Top of Record excerpts

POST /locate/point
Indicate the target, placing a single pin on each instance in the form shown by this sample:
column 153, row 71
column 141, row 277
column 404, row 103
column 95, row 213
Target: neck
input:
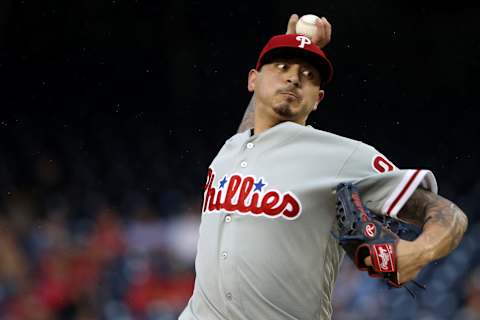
column 265, row 121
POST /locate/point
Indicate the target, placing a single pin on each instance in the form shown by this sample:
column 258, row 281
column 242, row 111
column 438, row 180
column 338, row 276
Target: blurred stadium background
column 112, row 110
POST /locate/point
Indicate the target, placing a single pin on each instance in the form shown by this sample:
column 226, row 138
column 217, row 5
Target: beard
column 284, row 110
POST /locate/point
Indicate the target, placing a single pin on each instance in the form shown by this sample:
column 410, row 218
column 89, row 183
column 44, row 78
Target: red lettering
column 233, row 185
column 209, row 191
column 245, row 189
column 269, row 201
column 294, row 204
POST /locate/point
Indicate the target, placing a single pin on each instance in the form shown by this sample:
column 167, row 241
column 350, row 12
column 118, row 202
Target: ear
column 252, row 77
column 321, row 95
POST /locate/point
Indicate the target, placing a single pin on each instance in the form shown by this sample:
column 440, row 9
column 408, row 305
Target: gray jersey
column 265, row 249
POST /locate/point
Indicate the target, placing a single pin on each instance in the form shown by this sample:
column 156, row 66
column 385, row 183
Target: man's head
column 289, row 78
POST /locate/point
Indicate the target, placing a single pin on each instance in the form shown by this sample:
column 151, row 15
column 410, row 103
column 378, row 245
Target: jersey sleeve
column 384, row 187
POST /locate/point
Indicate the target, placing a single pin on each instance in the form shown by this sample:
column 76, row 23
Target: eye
column 308, row 74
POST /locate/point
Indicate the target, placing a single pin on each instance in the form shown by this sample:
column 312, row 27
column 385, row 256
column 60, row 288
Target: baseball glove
column 364, row 234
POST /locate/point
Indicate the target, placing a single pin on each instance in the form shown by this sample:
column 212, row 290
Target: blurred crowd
column 104, row 267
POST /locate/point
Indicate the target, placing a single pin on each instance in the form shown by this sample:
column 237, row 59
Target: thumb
column 368, row 261
column 292, row 22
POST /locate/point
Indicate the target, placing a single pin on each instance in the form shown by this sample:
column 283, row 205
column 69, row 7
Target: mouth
column 289, row 94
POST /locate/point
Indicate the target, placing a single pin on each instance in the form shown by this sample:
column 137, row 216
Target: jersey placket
column 231, row 239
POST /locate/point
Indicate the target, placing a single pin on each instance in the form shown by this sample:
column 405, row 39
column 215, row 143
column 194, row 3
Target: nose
column 293, row 75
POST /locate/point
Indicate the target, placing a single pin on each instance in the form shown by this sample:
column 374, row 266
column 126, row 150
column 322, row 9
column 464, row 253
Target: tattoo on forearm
column 414, row 211
column 442, row 221
column 248, row 120
column 447, row 215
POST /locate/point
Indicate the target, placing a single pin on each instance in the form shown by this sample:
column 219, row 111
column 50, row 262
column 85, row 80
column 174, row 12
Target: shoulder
column 332, row 139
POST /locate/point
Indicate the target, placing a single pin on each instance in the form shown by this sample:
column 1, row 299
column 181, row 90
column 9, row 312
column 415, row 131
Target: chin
column 284, row 110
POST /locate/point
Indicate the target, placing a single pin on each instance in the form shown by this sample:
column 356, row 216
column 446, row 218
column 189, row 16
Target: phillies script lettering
column 245, row 195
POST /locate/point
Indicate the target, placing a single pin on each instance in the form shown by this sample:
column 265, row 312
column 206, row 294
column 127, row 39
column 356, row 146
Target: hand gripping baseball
column 322, row 35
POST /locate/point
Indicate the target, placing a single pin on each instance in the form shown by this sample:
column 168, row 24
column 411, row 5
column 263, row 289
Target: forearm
column 248, row 120
column 443, row 229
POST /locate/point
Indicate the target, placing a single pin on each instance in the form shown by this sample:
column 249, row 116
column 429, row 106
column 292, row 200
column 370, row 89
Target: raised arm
column 321, row 38
column 443, row 227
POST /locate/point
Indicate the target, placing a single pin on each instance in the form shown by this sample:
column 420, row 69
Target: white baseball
column 306, row 25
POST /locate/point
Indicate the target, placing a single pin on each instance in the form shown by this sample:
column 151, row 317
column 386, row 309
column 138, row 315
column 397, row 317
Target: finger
column 319, row 36
column 292, row 23
column 368, row 261
column 328, row 29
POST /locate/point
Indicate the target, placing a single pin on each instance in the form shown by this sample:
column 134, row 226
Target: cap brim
column 322, row 64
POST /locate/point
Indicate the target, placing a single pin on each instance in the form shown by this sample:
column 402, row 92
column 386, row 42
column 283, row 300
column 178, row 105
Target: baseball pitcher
column 267, row 247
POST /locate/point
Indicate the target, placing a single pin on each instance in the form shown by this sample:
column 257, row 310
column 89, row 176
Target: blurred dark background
column 112, row 110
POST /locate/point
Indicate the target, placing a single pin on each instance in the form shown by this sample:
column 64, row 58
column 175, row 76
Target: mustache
column 289, row 89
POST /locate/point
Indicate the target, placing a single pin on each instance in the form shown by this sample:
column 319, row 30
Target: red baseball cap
column 297, row 46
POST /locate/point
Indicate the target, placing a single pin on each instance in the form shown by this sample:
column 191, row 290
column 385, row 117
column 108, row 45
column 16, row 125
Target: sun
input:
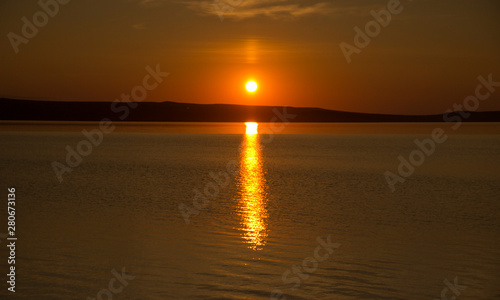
column 251, row 86
column 251, row 128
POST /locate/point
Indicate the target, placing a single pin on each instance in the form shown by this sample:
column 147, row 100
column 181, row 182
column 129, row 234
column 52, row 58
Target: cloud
column 140, row 26
column 244, row 9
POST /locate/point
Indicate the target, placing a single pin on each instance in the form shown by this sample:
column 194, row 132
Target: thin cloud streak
column 276, row 9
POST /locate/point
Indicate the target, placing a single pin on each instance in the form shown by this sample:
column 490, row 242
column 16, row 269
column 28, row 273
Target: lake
column 205, row 211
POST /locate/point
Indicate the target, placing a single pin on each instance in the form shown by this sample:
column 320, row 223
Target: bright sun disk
column 251, row 127
column 251, row 86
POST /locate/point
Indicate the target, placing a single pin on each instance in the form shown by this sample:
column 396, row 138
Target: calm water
column 120, row 209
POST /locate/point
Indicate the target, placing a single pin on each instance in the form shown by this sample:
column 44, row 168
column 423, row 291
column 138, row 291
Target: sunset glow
column 251, row 86
column 251, row 128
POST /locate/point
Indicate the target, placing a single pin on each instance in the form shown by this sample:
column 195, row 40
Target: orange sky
column 426, row 59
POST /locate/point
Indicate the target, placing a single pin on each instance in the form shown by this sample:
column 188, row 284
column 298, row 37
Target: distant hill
column 11, row 109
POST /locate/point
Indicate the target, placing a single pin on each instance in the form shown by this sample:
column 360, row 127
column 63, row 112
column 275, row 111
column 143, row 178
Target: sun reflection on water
column 252, row 193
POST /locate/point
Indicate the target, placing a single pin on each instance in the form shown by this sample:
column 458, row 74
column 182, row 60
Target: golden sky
column 427, row 58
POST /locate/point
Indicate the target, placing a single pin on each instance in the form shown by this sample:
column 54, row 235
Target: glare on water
column 252, row 193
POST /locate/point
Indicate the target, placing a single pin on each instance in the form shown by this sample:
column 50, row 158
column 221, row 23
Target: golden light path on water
column 252, row 191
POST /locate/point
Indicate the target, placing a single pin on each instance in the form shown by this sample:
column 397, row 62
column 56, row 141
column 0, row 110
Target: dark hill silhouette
column 11, row 109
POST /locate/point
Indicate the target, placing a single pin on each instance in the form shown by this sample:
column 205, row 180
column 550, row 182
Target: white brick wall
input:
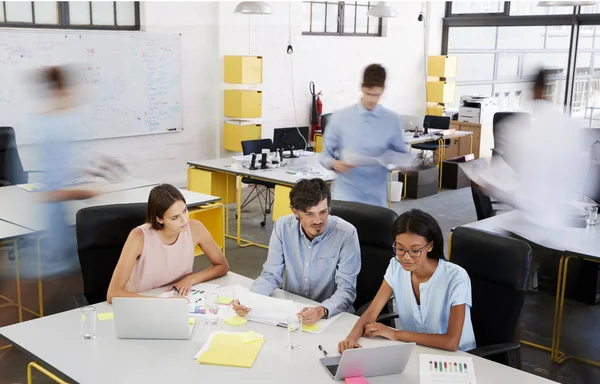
column 211, row 30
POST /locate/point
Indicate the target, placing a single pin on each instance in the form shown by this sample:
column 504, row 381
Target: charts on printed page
column 442, row 369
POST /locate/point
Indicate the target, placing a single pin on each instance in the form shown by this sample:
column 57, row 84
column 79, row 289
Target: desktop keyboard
column 332, row 368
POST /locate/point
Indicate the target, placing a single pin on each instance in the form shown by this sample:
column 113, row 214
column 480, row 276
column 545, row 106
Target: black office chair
column 11, row 167
column 374, row 227
column 498, row 267
column 262, row 190
column 435, row 122
column 101, row 234
column 503, row 126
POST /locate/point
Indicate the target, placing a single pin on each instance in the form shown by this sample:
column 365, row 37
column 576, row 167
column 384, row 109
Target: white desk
column 583, row 243
column 9, row 231
column 25, row 209
column 56, row 341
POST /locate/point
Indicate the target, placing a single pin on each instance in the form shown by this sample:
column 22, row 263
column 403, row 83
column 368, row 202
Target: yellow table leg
column 44, row 371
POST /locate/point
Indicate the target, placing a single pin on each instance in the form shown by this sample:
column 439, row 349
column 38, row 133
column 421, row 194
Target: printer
column 477, row 109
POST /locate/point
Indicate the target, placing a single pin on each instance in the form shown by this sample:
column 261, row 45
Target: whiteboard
column 127, row 84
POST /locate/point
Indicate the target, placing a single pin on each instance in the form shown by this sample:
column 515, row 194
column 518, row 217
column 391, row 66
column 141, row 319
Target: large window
column 117, row 15
column 502, row 46
column 339, row 18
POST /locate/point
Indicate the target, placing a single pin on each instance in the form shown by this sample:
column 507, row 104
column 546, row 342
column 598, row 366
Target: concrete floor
column 581, row 330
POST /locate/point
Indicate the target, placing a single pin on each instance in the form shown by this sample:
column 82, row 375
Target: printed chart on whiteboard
column 125, row 84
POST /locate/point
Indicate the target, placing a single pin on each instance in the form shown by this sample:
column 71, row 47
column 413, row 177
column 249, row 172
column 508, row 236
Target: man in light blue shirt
column 311, row 254
column 366, row 129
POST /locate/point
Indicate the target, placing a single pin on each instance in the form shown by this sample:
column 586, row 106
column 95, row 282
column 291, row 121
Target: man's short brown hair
column 374, row 76
column 307, row 193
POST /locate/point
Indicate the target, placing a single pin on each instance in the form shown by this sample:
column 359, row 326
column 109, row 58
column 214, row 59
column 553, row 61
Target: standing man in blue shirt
column 312, row 254
column 366, row 129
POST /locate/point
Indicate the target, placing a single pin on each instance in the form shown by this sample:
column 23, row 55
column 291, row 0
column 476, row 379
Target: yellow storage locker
column 440, row 91
column 212, row 183
column 442, row 66
column 243, row 104
column 243, row 69
column 236, row 131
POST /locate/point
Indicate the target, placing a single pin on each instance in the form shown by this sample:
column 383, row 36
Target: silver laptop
column 368, row 362
column 152, row 318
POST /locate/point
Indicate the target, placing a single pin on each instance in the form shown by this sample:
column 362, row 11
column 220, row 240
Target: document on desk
column 265, row 309
column 195, row 297
column 446, row 369
column 320, row 325
column 234, row 349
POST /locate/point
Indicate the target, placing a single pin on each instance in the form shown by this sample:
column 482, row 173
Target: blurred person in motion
column 56, row 126
column 542, row 166
column 366, row 129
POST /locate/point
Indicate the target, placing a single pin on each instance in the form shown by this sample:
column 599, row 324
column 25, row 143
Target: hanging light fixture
column 564, row 3
column 382, row 10
column 253, row 8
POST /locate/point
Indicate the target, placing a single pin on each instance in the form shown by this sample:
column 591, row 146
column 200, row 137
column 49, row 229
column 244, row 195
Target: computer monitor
column 289, row 138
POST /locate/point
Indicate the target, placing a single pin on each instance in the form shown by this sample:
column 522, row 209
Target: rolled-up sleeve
column 345, row 277
column 271, row 276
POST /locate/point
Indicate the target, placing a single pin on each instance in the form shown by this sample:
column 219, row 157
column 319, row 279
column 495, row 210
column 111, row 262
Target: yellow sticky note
column 235, row 320
column 311, row 328
column 248, row 337
column 225, row 300
column 106, row 316
column 228, row 349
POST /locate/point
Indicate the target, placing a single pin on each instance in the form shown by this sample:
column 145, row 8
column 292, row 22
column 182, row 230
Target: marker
column 322, row 350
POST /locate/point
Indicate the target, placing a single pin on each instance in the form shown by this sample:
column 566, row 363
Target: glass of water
column 88, row 322
column 294, row 331
column 592, row 215
column 212, row 308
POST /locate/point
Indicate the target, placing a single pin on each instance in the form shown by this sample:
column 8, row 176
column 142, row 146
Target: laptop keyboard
column 332, row 368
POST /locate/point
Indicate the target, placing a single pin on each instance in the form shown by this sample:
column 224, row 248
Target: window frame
column 504, row 19
column 341, row 13
column 64, row 20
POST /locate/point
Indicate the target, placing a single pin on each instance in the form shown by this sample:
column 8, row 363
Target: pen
column 322, row 350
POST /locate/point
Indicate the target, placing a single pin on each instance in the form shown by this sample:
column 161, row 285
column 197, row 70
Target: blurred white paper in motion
column 389, row 159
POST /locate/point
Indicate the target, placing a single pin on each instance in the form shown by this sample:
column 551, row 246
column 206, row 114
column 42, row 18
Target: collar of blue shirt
column 373, row 112
column 317, row 239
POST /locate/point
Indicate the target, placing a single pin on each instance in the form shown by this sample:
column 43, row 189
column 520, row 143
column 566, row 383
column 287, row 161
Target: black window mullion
column 355, row 13
column 325, row 27
column 507, row 8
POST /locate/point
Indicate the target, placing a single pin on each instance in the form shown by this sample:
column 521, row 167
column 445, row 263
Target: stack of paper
column 235, row 349
column 441, row 369
column 265, row 309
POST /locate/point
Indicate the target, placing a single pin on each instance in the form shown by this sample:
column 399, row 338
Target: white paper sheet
column 446, row 369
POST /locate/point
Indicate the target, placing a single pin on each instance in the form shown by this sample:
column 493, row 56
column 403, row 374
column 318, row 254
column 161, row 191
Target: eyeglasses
column 414, row 253
column 324, row 212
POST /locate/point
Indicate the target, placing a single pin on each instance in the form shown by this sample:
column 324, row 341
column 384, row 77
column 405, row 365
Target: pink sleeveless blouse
column 160, row 263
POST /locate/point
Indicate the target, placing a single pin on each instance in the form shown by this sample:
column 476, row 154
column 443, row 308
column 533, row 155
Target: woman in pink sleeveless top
column 161, row 251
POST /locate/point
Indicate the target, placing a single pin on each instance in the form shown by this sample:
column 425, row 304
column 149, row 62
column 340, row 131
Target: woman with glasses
column 433, row 296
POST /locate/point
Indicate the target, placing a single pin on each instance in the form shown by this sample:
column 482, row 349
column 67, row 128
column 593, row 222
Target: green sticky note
column 225, row 300
column 235, row 320
column 106, row 316
column 248, row 337
column 311, row 328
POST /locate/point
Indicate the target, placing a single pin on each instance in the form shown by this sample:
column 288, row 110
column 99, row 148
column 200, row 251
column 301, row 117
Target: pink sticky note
column 356, row 380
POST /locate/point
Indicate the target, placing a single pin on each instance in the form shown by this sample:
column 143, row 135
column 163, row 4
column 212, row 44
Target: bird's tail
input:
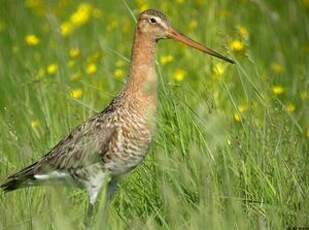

Bottom of Record excerpts

▶ **Action item**
Could you transcribe exactly the lines from the start of the records through the line containing "column 44, row 78", both ends included, leaving the pictures out?

▶ **Answer**
POST /locate/point
Indicate the target, placing a single pin on each instance in the form shown by this sample:
column 153, row 71
column 141, row 277
column 404, row 103
column 95, row 213
Target: neck
input:
column 265, row 121
POST /locate/point
Indicate the target, placing a single pin on each instance in the form shown by this sample:
column 258, row 281
column 242, row 111
column 438, row 180
column 338, row 276
Target: blurred stadium background
column 112, row 110
POST /locate/point
Indicate the target, placing a single pin on each instance in the form shown by this sample:
column 226, row 138
column 217, row 5
Target: beard
column 284, row 110
POST /locate/point
Indicate the target, placing a single pin on each instance in the form shown by this sample:
column 410, row 218
column 89, row 183
column 44, row 78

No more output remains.